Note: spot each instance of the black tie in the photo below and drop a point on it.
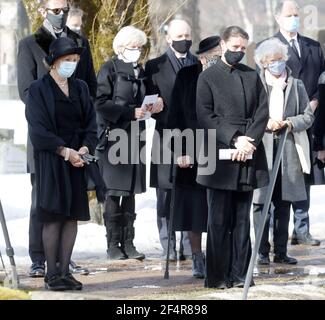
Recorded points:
(294, 47)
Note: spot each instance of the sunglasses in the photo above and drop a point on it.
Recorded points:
(57, 11)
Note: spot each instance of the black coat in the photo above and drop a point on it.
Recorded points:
(30, 65)
(160, 78)
(223, 105)
(53, 187)
(310, 66)
(319, 126)
(183, 117)
(118, 94)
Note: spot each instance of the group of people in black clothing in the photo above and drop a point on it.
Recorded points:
(72, 114)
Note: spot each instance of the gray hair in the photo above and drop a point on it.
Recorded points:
(174, 22)
(126, 36)
(270, 47)
(279, 6)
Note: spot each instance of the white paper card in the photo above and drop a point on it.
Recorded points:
(226, 154)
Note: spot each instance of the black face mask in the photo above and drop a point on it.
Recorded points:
(57, 21)
(234, 57)
(182, 46)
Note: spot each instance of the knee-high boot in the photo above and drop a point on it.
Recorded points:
(128, 245)
(114, 229)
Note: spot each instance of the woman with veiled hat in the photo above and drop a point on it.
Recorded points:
(62, 128)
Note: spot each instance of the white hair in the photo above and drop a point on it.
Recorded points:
(268, 48)
(127, 36)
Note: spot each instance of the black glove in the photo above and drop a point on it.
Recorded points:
(320, 164)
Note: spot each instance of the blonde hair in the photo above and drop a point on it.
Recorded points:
(127, 36)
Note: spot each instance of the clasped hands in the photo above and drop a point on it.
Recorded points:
(75, 156)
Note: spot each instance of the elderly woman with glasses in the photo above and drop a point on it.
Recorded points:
(288, 106)
(119, 99)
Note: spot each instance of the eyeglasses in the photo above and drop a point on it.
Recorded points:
(57, 11)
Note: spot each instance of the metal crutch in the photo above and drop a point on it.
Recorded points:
(171, 218)
(12, 279)
(266, 207)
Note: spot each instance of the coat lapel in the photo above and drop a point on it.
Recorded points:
(49, 100)
(304, 49)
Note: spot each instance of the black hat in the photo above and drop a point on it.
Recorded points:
(61, 47)
(208, 44)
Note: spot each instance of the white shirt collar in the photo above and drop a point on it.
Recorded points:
(290, 38)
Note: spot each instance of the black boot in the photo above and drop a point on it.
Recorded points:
(114, 229)
(128, 245)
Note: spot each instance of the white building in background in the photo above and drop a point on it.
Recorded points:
(13, 126)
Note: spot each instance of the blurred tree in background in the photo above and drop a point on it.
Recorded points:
(102, 20)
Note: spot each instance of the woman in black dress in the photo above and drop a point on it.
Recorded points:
(62, 127)
(119, 98)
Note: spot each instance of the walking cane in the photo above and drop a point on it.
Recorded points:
(171, 218)
(13, 279)
(265, 211)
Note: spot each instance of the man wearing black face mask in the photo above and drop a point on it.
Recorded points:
(232, 105)
(31, 54)
(161, 75)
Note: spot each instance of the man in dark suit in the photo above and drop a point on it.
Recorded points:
(161, 75)
(31, 53)
(306, 62)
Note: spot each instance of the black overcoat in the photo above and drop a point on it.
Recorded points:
(53, 187)
(223, 105)
(308, 68)
(160, 79)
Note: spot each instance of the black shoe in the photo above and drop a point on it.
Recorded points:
(263, 260)
(75, 269)
(172, 256)
(184, 257)
(71, 283)
(241, 284)
(132, 253)
(55, 283)
(115, 253)
(37, 270)
(284, 259)
(304, 239)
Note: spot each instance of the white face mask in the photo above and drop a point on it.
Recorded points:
(132, 55)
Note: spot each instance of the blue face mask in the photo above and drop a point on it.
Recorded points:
(277, 67)
(291, 24)
(66, 69)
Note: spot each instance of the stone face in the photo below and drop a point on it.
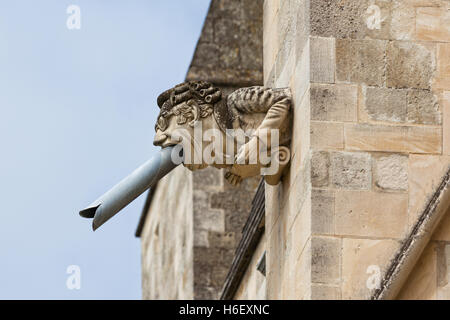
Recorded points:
(393, 138)
(433, 24)
(322, 61)
(371, 214)
(325, 260)
(327, 135)
(320, 165)
(423, 107)
(322, 212)
(334, 102)
(382, 104)
(409, 65)
(391, 172)
(360, 61)
(351, 170)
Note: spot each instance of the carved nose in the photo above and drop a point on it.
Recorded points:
(159, 139)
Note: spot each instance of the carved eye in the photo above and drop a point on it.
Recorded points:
(161, 124)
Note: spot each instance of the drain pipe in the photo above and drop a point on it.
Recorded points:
(118, 197)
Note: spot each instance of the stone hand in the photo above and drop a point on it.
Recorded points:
(248, 153)
(233, 179)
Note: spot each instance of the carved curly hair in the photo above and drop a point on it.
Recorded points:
(199, 93)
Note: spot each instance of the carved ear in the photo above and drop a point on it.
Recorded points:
(196, 113)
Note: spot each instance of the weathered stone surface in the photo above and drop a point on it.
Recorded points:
(229, 9)
(251, 10)
(393, 138)
(334, 102)
(433, 24)
(208, 179)
(325, 292)
(423, 107)
(446, 123)
(382, 104)
(208, 52)
(323, 60)
(360, 61)
(206, 218)
(320, 165)
(362, 260)
(409, 65)
(420, 189)
(339, 19)
(422, 281)
(442, 81)
(302, 29)
(325, 260)
(368, 213)
(322, 212)
(351, 170)
(167, 240)
(391, 172)
(327, 135)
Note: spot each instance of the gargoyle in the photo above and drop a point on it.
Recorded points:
(209, 129)
(251, 120)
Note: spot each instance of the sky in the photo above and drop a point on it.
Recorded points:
(77, 114)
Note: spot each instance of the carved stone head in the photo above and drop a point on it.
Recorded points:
(197, 107)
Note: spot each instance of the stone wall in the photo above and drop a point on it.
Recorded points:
(288, 205)
(167, 240)
(371, 90)
(228, 54)
(377, 116)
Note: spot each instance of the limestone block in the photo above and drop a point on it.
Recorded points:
(409, 65)
(442, 232)
(442, 81)
(371, 214)
(360, 61)
(339, 19)
(322, 211)
(206, 218)
(325, 292)
(421, 283)
(391, 172)
(423, 107)
(446, 123)
(443, 271)
(302, 29)
(320, 167)
(334, 102)
(351, 170)
(364, 261)
(420, 189)
(323, 61)
(325, 260)
(384, 104)
(393, 138)
(302, 278)
(327, 135)
(433, 23)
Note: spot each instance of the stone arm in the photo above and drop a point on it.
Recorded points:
(247, 107)
(275, 103)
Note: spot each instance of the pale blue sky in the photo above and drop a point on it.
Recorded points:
(77, 115)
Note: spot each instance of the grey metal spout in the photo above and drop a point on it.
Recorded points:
(118, 197)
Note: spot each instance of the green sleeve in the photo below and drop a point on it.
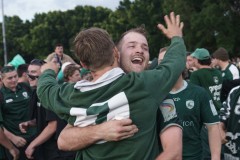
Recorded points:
(209, 114)
(168, 71)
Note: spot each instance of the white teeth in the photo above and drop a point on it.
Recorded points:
(137, 59)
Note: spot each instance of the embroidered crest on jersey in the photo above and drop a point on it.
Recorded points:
(9, 100)
(25, 95)
(215, 80)
(223, 74)
(168, 109)
(189, 104)
(213, 108)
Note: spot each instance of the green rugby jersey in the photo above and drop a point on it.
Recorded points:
(15, 109)
(115, 94)
(194, 107)
(211, 80)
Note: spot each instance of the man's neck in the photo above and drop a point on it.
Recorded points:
(97, 74)
(204, 66)
(223, 65)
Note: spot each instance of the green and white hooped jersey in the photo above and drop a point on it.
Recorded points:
(194, 107)
(116, 95)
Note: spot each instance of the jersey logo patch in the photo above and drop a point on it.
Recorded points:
(168, 109)
(9, 100)
(189, 104)
(25, 95)
(215, 79)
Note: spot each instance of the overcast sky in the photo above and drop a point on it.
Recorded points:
(26, 9)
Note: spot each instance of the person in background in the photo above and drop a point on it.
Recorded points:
(230, 73)
(22, 73)
(15, 110)
(44, 146)
(58, 56)
(230, 118)
(5, 142)
(195, 108)
(221, 59)
(210, 79)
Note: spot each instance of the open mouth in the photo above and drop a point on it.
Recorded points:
(137, 60)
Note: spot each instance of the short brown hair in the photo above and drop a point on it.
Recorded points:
(94, 47)
(221, 53)
(141, 30)
(69, 71)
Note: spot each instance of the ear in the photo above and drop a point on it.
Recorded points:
(116, 53)
(83, 65)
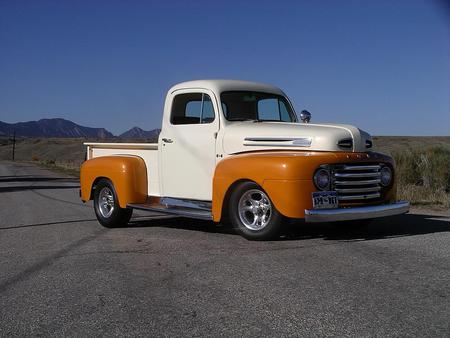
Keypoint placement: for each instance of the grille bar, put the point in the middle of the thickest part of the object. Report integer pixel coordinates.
(358, 197)
(356, 182)
(366, 182)
(363, 190)
(357, 175)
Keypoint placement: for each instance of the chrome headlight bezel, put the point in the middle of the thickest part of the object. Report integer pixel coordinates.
(322, 179)
(386, 176)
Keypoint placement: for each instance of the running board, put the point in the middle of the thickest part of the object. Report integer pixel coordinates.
(183, 208)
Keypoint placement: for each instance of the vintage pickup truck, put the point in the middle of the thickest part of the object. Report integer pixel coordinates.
(235, 151)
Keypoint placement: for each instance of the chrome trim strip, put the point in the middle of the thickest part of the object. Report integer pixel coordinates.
(189, 213)
(273, 145)
(359, 197)
(269, 139)
(357, 175)
(347, 214)
(296, 141)
(361, 167)
(171, 202)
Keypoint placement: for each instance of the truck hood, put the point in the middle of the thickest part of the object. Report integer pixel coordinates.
(251, 136)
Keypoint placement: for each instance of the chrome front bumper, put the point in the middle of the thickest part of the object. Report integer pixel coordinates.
(347, 214)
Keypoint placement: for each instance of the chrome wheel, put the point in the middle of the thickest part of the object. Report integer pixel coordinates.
(106, 202)
(255, 209)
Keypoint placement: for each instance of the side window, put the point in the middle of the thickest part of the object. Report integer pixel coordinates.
(192, 108)
(268, 109)
(207, 110)
(284, 113)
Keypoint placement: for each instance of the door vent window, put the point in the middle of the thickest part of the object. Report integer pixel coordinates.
(192, 108)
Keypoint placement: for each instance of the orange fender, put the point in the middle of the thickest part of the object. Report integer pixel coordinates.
(127, 173)
(286, 176)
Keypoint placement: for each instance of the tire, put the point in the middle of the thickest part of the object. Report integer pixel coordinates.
(252, 213)
(106, 206)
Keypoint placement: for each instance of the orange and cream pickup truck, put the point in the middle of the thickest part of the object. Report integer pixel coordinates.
(236, 151)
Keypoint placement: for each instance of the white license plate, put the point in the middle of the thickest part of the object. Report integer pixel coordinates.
(325, 200)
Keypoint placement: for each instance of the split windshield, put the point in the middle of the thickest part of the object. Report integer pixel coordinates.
(256, 106)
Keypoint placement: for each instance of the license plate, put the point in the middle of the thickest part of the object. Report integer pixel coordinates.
(325, 200)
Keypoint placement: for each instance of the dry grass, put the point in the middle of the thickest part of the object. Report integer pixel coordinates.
(422, 166)
(423, 163)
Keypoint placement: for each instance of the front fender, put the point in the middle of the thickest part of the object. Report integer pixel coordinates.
(286, 176)
(127, 173)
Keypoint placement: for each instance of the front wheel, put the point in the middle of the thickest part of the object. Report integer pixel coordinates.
(107, 208)
(252, 213)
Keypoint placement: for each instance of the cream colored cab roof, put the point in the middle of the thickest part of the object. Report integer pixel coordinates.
(219, 86)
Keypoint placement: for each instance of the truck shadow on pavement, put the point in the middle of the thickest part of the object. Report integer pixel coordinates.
(389, 227)
(37, 183)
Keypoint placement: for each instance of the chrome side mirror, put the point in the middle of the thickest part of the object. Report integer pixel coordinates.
(305, 116)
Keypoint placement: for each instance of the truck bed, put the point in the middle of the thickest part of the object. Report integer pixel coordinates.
(147, 151)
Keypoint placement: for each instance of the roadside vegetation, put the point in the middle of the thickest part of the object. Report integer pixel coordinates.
(422, 166)
(423, 163)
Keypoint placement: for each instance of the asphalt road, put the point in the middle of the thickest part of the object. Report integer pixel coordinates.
(62, 274)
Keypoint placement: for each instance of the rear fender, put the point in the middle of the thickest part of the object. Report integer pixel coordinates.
(128, 174)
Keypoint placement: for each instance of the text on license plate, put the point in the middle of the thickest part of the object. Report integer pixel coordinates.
(325, 200)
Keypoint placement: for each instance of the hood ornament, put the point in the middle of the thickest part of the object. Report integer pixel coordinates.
(305, 116)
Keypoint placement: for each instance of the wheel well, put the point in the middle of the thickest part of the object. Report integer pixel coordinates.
(94, 184)
(226, 199)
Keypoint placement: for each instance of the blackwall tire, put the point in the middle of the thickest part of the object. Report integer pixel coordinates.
(106, 206)
(252, 213)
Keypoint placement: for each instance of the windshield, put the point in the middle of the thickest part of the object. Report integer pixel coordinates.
(256, 106)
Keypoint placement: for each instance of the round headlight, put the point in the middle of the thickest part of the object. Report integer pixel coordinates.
(386, 176)
(322, 179)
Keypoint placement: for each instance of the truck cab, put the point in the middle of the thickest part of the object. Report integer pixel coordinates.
(236, 150)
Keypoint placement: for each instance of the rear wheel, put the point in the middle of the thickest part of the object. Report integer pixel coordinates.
(106, 206)
(252, 213)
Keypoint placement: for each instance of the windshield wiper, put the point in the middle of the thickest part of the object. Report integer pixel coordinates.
(240, 119)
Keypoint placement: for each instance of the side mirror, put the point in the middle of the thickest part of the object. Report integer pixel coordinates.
(305, 116)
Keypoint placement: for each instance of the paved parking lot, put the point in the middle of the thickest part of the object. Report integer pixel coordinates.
(62, 274)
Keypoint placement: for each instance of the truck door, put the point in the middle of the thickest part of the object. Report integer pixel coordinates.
(188, 145)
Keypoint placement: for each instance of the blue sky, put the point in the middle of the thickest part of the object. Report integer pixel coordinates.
(381, 65)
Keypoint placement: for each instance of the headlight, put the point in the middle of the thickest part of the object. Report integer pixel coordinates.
(322, 179)
(386, 176)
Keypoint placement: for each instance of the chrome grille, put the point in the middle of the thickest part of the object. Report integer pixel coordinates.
(356, 182)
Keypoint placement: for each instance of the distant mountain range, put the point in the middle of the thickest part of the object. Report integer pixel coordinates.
(137, 132)
(65, 128)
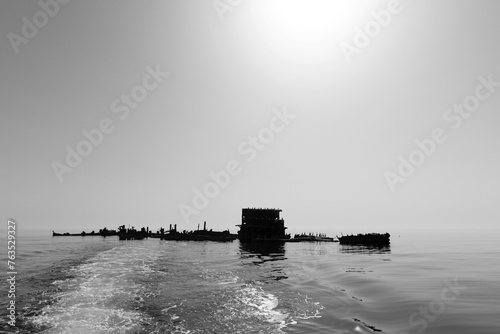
══════════
About this task: Show all lines from the data that contain "mask".

Output of the task:
Note: spot each instance of the black face mask in the photo above and drop a point on it.
Note: spot each instance of the man wearing black face mask in the photo above and drop a point on it.
Note: spot each instance of the white face mask in the photo above and drop a point on it.
Note: spot each instance of the blue face mask in the photo above and drop a point on it.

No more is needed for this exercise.